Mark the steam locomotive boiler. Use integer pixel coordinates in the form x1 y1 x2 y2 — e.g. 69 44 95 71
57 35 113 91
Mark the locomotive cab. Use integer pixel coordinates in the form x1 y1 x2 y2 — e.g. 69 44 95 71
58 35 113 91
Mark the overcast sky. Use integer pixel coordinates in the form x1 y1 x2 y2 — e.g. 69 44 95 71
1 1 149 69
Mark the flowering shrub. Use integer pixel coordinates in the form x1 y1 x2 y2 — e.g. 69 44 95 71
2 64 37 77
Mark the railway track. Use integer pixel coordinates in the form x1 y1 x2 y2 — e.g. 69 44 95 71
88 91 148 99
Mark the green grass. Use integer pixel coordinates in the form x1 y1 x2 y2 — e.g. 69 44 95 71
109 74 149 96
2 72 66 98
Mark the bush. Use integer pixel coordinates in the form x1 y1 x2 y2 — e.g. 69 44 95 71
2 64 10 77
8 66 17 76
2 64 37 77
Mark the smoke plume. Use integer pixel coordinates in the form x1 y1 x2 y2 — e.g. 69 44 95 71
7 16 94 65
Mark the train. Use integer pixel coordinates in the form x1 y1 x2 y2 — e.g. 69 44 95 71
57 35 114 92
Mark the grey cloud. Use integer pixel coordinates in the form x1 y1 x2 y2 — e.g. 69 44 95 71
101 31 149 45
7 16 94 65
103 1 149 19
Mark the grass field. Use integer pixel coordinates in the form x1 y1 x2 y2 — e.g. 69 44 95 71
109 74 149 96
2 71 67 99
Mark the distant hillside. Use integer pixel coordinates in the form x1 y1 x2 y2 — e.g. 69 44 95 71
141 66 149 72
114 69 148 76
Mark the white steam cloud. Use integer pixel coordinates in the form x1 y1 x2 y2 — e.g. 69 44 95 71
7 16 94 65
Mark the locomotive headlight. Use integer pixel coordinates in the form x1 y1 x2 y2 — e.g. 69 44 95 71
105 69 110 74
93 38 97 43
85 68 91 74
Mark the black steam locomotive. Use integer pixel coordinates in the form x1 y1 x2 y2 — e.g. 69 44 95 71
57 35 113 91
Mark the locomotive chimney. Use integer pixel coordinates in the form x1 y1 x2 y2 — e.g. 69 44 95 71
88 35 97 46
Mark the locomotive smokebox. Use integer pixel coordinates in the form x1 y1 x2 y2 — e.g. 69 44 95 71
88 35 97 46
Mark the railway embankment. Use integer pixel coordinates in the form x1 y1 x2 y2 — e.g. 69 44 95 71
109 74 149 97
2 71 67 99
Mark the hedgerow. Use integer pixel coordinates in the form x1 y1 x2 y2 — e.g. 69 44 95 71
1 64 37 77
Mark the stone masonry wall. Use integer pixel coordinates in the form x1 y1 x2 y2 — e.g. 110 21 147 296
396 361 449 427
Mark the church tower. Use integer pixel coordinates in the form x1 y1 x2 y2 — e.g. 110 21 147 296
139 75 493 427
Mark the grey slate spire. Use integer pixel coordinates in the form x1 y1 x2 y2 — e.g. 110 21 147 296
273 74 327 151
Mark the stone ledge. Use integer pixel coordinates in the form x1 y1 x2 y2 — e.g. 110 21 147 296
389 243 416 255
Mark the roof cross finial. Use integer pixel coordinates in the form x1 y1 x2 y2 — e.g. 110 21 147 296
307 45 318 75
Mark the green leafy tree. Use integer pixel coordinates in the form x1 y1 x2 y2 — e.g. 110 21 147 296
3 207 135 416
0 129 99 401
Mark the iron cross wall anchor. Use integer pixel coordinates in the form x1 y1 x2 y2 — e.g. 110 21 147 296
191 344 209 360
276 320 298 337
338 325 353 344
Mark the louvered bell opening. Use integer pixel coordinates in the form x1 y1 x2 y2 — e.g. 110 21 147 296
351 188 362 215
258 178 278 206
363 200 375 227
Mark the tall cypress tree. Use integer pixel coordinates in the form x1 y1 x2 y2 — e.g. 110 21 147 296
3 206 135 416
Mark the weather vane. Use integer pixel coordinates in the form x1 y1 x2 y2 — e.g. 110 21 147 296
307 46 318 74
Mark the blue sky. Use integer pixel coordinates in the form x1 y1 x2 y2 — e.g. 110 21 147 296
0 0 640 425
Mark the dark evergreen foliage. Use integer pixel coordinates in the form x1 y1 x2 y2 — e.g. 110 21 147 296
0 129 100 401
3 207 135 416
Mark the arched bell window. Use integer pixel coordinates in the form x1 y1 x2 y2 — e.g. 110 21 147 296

_ _ _ _

■ **WHAT IS ASKED**
Copy out the records from the line with "Mark the distant" to the line with "85 68 91 74", word for word and line for line.

■ **SOLUTION FOR THIS TASK**
Mark the distant hillside. Use integer pixel coordinates in the form x1 y1 x2 y2 — e.g. 69 44 95 71
141 66 149 72
114 69 148 76
Mark the white steam cloud. Use integer pixel coordinates in the form x1 y1 x2 y2 — e.g. 69 44 95 71
7 16 94 65
Mark the locomotive headlight. Use integer pixel coordinates in the form x1 y1 x2 y2 — e.g. 69 44 95 71
105 69 110 74
93 38 97 43
85 68 91 74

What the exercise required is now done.